## Text shown

──────

Heterozygosity estimates vary with sequencing depth in same-species mapping. The four panels represent the estimated results using simulated modern-like haploid a), ancient-like haploid b), modern-like diploid c) and ancient-like diploid d) brown rat data. The reference genome is the brown rat reference genome mRatBN7.2.

For the simulated ancient-like haploid DNA dataset that incorporated damage profiles representative of degraded DNA, false positive SNPs initially remained high, but decreased significantly with increased depth. At ≥110× depth, false positive SNPs fell below 100, a negligible number (Fig. 1b; Table S1b). These findings affirm that high-depth sequencing mitigates damage-induced errors, something especially critical for poor-quality aDNA samples (Briggs et al. 2007; Schubert et al. 2014).

To contextualize this, it is relatively rare that paleogenomic studies sequence specimens to >30×, and even 10× is unusual (Garlapati et al. 2019; Dehasque et al. 2024). In our simulation, even 30×-depth data modeled on damage levels seen in a ca 120 year old historic Christmas Island rat sample, generated over 1.4 million false SNPs (Fig. 1b; Table S1b). This underscores the challenge posed by poorly preserved samples, and the need for stringent SNP filtering criteria in low-depth studies.

To simulate the situation where there is no species-level differentiation between the sequencing reads of the heterozygote and the reference genome, we next repeated our simulations using sequence data from two additional brown rat reference genomes (UTH_Rnor_SHR_Utx and UTH_Rnor_WKY_Bbb_1.0) that were combined at an equal (1:1) ratio, to generate simulated diploid data sets. Both modern- and ancient-like data sets were simulated and aligned to the brown rat reference genome mRatBN7.2 (Table S1c and S1d, Fig. 1c and 1d). As expected, coverage was slightly lower than for haploid models due to sequence divergence between the diploid genome used for simulation, and the reference genome. At 150× simulated sequencing depth, coverage reached 98.56% (modern-like diploid data) and 98.86% (ancient-like diploid data), demonstrating saturation. Notably, SNP frequencies followed distinct trends: in ancient-like diploid simulations, SNP rates declined from 0.4574% at 10×, to 0.2304% at 150×, reflecting the elimination of false positives. In contrast, modern-like diploid samples showed an initial increase in SNPs from 0.2292% (10×) to 0.2646% (90×), followed by a slight decline to 0.2622% at 180× (Fig. 1c and 1d, Table S1c and S1d). This likely reflects the compound effects of increasing detection of true variants alongside a gradual reduction in sequencing-induced errors.

──────

## Required action 1
Answer these from the brown rat text:
(a) In the ancient-like haploid simulation, at what depth did false positive SNPs drop below 100?
(b) Which reference genome were the simulated data aligned to?
(c) What coverage did the modern-like diploid data reach at 150× depth?
## Required action 2
For each statement, say yes or no according to the brown rat text, and quote the words that settle it.
(a) The two extra brown rat reference genomes were mixed in equal amounts.
(b) In the ancient-like diploid simulations, SNP rates went up as depth increased.
(c) Paleogenomic studies often sequence specimens to more than 30×.
Answer using only the brown rat text above.

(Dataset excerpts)

──────

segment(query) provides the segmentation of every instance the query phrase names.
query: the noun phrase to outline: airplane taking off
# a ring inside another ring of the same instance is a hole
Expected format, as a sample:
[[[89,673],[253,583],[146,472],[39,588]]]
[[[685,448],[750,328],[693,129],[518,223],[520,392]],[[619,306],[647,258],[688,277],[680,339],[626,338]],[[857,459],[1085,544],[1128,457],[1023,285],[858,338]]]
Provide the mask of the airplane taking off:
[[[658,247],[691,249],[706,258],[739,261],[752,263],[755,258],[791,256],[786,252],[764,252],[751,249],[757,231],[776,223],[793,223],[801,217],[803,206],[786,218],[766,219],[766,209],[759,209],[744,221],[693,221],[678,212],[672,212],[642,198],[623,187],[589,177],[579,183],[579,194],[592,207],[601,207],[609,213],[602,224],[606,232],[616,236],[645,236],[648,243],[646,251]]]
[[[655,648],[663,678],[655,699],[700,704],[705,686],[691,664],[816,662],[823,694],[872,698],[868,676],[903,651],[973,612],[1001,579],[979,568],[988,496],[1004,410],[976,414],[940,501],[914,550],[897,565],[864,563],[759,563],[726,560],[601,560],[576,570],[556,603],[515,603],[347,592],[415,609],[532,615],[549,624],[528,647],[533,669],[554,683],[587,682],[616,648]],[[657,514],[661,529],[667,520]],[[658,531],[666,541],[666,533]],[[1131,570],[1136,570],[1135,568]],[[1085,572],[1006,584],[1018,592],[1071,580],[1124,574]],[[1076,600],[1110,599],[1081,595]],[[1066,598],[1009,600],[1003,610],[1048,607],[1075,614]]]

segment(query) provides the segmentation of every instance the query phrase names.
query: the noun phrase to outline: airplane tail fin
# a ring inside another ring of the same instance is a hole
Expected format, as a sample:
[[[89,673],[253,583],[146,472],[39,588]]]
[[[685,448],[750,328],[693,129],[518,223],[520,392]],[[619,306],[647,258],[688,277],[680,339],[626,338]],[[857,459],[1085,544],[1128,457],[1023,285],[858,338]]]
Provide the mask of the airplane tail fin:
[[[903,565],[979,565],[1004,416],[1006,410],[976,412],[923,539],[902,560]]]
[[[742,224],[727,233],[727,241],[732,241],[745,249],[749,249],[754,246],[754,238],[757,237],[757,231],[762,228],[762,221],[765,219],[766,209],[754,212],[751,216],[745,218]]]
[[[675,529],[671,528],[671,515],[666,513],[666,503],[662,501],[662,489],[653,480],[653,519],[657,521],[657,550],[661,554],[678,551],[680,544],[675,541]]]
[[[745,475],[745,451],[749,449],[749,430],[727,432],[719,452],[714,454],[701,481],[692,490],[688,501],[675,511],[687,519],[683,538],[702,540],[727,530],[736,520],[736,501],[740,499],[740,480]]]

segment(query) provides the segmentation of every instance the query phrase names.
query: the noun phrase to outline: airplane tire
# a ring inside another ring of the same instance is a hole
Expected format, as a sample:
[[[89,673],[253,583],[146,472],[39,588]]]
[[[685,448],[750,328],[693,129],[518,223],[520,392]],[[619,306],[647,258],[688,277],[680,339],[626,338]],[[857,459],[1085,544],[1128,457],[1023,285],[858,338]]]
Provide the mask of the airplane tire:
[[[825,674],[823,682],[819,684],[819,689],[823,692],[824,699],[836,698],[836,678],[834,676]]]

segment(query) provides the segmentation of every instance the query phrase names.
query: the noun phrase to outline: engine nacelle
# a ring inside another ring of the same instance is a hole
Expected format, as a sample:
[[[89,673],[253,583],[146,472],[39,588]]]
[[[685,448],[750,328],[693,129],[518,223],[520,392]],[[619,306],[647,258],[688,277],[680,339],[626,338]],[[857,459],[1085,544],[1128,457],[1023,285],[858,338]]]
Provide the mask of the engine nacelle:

──────

## Answer space 1
(a) At ≥110× depth.
(b) The brown rat reference genome mRatBN7.2.
(c) 98.56%.

## Answer space 2
(a) Yes: "combined at an equal (1:1) ratio"
(b) No: "SNP rates declined from 0.4574% at 10×, to 0.2304% at 150×"
(c) No: "it is relatively rare that paleogenomic studies sequence specimens to >30×"